> [Kaynaktan Alıntı]:
========================================

Tunus Nahda Hareketi (TNH) lideri Raşid Gannuşi, “demokratik İslâmcı” çizgide bir entelektüel aktivisttir. Laiklik, sivil toplum, demokrasi, insan hakları gibi kavramları yeniden tanımlamayı denemekte ve teklif etmektedir.
Yazarın “Laiklik ve Sivil Toplum” (Mana Yayınları, 2010) kitabından hareketle “halife” kavramına verdiği anlama değineceğim.

========================================

> [Gösterilen Bilgiler]:
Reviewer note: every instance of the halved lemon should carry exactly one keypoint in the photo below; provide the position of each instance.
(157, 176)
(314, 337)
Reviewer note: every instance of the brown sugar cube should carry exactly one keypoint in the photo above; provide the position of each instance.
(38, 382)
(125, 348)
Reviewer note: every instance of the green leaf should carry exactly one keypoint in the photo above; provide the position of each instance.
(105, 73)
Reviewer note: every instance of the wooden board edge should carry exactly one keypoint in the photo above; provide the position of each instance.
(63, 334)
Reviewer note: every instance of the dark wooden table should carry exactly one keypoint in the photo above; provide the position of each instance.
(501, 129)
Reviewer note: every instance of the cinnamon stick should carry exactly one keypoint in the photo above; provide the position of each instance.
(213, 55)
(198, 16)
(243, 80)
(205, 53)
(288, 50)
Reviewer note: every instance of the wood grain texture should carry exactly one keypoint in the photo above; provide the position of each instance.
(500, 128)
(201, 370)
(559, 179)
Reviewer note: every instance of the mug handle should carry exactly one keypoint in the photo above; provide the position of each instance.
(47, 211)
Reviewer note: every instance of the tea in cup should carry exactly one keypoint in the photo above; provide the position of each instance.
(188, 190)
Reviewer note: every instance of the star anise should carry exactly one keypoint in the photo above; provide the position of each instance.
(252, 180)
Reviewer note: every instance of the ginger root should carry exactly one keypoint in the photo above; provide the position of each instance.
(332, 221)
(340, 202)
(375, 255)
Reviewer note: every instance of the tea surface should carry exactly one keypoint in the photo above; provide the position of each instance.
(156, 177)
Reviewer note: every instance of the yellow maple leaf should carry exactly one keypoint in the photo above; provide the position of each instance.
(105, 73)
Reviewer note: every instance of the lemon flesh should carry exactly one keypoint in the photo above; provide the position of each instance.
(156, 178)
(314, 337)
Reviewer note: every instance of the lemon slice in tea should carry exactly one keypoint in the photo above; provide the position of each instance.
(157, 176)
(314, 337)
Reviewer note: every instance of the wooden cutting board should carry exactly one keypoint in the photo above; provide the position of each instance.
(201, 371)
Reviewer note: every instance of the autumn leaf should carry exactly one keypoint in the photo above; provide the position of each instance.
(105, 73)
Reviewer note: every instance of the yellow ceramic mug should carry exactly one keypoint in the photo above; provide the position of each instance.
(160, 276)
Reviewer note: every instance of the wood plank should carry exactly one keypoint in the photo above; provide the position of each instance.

========================================

> [İstenen Görev]:
Gannuşi hakkındaki metinde "halife" kavramına verilen anlam hangi esere dayanılarak ele alınacak? Bunu bir iki cümleyle açıklayın.

> [Çözülmüş Alıştırma]:
Gannuşi'nin "halife" kavramına verdiği anlam, onun 2010'da Mana Yayınları'ndan çıkan "Laiklik ve Sivil Toplum" kitabından hareketle ele alınacaktır.